» Set exercise 1:
Render the stretch of the rows from the line containing "stone lantern, each" through the final line of the rows as a Markdown table with the columns Number and Line, leaving out any blank lines.

# FS Tibor Everglades in Black or Gold



## Garbo (Oct 2, 2007)

That's Right, You pick the color in either Black or Gold. Either is currently mounted on a custom two piece 9' 8w. Both have made only one trip to Islamarada and fished for 4 days and have been in the Neopreme Reel cover since their maden outing. Condition would be "As New". 

I don't know the fee that Ted charges to change the owners name on the nameplate, but I think it is very reasonable. 

With Rod $800.00

Without Rod $550.00


----------



## Splittine (Nov 24, 2007)

Garbo said:


> .
> 
> I don't know the fee that Ted charges to change the owners name on the nameplate, but I think it is very reasonable.


$21 for the replacement plate, don't know if that included the engraving but that can be done cheap locally.


----------



## jack2 (Mar 19, 2010)

hey, curtis,
i'll be in key west next week. give me some clues 'bout the fishing in islamorada and surroundings. 
btw, don't forget about thursday. i'll give you a call tonight. thanks.

jack


----------



## REDFISH101 (Mar 27, 2009)

would you be willing to take $500.00 cash for the set up.


----------



## Garbo (Oct 2, 2007)

REDFISH101 said:


> would you be willing to take $500.00 cash for the set up.


*Thanks for the offer, and*

*I will work with you, but not $300.00 worth or work. Think about it and lets talk, But Please check the suggested retail on a Tibor Everglades......without a rod. *

*Again, Thanks for the offer. *


----------



## REDFISH101 (Mar 27, 2009)

ok well its a starting offer.I have just a little over 600 to spend at the time.pm me with what you will take.I also have a 1980's 6 hp johnson motor to trade with the cash if interested.


----------



## Garbo (Oct 2, 2007)

10-4.

PM Sent.


----------



## REDFISH101 (Mar 27, 2009)

another pm sent...also was wanting to know if the reel handle is on the left side or right side?


----------



## Garbo (Oct 2, 2007)

Gold w/rod is --- Sold Pending delivery.


----------



## Garbo (Oct 2, 2007)

The Gold Everglades with a Beautiful Custom 8wt is *Sold*.

We met up in the Perdido Publix Parking lot, and done some fly casting in an open section of parking lot. While we were goofing off there was a shopper leaving Publix and stopped to watch, he told us he fly fished as well, and spoke of my double haul, and I bombed a tight loop and shot a 100 feet and some backing. I love that stuff.

» Source material:

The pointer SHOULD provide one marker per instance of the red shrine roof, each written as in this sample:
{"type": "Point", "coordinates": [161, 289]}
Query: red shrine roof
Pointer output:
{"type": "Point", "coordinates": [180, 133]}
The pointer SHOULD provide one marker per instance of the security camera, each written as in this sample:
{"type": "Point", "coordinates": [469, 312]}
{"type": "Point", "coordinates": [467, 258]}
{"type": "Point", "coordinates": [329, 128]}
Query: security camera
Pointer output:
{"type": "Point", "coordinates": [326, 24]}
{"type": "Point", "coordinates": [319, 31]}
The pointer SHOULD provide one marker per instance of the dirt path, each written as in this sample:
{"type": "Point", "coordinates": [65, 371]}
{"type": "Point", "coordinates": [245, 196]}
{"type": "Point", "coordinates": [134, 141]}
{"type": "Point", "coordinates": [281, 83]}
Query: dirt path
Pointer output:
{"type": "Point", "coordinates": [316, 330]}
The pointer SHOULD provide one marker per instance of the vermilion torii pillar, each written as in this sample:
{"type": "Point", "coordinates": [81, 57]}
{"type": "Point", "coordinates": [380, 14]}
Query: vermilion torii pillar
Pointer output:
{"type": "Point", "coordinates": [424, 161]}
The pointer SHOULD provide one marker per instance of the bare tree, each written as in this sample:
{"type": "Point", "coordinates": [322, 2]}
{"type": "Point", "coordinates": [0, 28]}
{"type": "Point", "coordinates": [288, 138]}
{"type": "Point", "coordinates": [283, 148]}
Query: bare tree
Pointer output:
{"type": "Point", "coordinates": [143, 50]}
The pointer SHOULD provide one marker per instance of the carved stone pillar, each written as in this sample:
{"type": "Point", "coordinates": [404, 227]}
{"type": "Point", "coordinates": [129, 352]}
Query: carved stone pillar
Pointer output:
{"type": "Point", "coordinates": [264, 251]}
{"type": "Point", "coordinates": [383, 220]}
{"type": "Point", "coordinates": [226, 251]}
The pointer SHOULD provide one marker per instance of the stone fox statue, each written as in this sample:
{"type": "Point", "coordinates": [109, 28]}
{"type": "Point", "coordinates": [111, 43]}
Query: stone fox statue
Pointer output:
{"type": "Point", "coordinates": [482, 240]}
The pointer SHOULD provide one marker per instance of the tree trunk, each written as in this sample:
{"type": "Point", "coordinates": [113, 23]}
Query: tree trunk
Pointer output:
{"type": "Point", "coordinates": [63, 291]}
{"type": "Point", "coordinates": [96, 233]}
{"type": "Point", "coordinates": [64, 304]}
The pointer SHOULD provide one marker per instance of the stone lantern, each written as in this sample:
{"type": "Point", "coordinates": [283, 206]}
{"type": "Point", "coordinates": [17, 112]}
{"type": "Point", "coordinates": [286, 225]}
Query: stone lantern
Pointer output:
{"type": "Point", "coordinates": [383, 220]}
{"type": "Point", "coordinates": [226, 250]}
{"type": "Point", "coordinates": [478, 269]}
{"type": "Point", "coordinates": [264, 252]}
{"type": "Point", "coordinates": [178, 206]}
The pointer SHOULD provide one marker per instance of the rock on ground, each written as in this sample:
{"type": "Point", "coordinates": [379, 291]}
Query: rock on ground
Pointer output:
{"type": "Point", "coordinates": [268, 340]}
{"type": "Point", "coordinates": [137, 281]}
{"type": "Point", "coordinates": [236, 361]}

» Set exercise 2:
Write the next part of the forum thread about selling the Tibor Everglades reels, picking up right after its last sentence.

» Expected answer 1:
| Number | Line |
|---|---|
| 1 | The pointer SHOULD provide one marker per instance of the stone lantern, each written as in this sample: |
| 2 | {"type": "Point", "coordinates": [283, 206]} |
| 3 | {"type": "Point", "coordinates": [17, 112]} |
| 4 | {"type": "Point", "coordinates": [286, 225]} |
| 5 | Query: stone lantern |
| 6 | Pointer output: |
| 7 | {"type": "Point", "coordinates": [383, 220]} |
| 8 | {"type": "Point", "coordinates": [226, 250]} |
| 9 | {"type": "Point", "coordinates": [478, 269]} |
| 10 | {"type": "Point", "coordinates": [264, 252]} |
| 11 | {"type": "Point", "coordinates": [178, 206]} |
| 12 | The pointer SHOULD provide one marker per instance of the rock on ground, each written as in this sample: |
| 13 | {"type": "Point", "coordinates": [379, 291]} |
| 14 | Query: rock on ground |
| 15 | Pointer output: |
| 16 | {"type": "Point", "coordinates": [268, 340]} |
| 17 | {"type": "Point", "coordinates": [137, 281]} |
| 18 | {"type": "Point", "coordinates": [236, 361]} |

» Expected answer 2:
People that fish are cool, and if someone really knows the thrill of fishing and loves it, they completely understand fly casting in the parking lot at Publix as if it were completely normal. 

Kevin it was a pleasure to meet you and I look forward seeing you on the water, or in the Publix Parking lot either one.


----------



## Ultralite (Oct 1, 2007)

shoulda called me curtis...i'da loved to see that!...


----------



## Garbo (Oct 2, 2007)

I show shouldof, Mike. 

I think of you and Dale everytime I drive over that bridge, and I did tonight as well. I don't know how much entertainment we would have been but I enjoyed it. Mike.... You and I have a "on the water" session we are supposed to have, and we need to stop putting it off and get to it.


----------



## Ultralite (Oct 1, 2007)

i remember curtis...can we make this happen next spring though? i'll be thawed out by then...hope you get them sold and sorry for the sidetrack..

Merry Christmas!

mikendale


----------



## Garbo (Oct 2, 2007)

Mike Kirkland - Don't you ever apoligize to me. The way I see it You and Dale are far more important than any reel. 

This spring it will be. 

Merry Christmas to You and Dale.


----------



## REDFISH101 (Mar 27, 2009)

thanks curtis, it was a pleasure meeting you last night and to see you throw 100ft was awesome:notworthy:.Im looking forward to this spring maybe we can meet up and do some fly fishing.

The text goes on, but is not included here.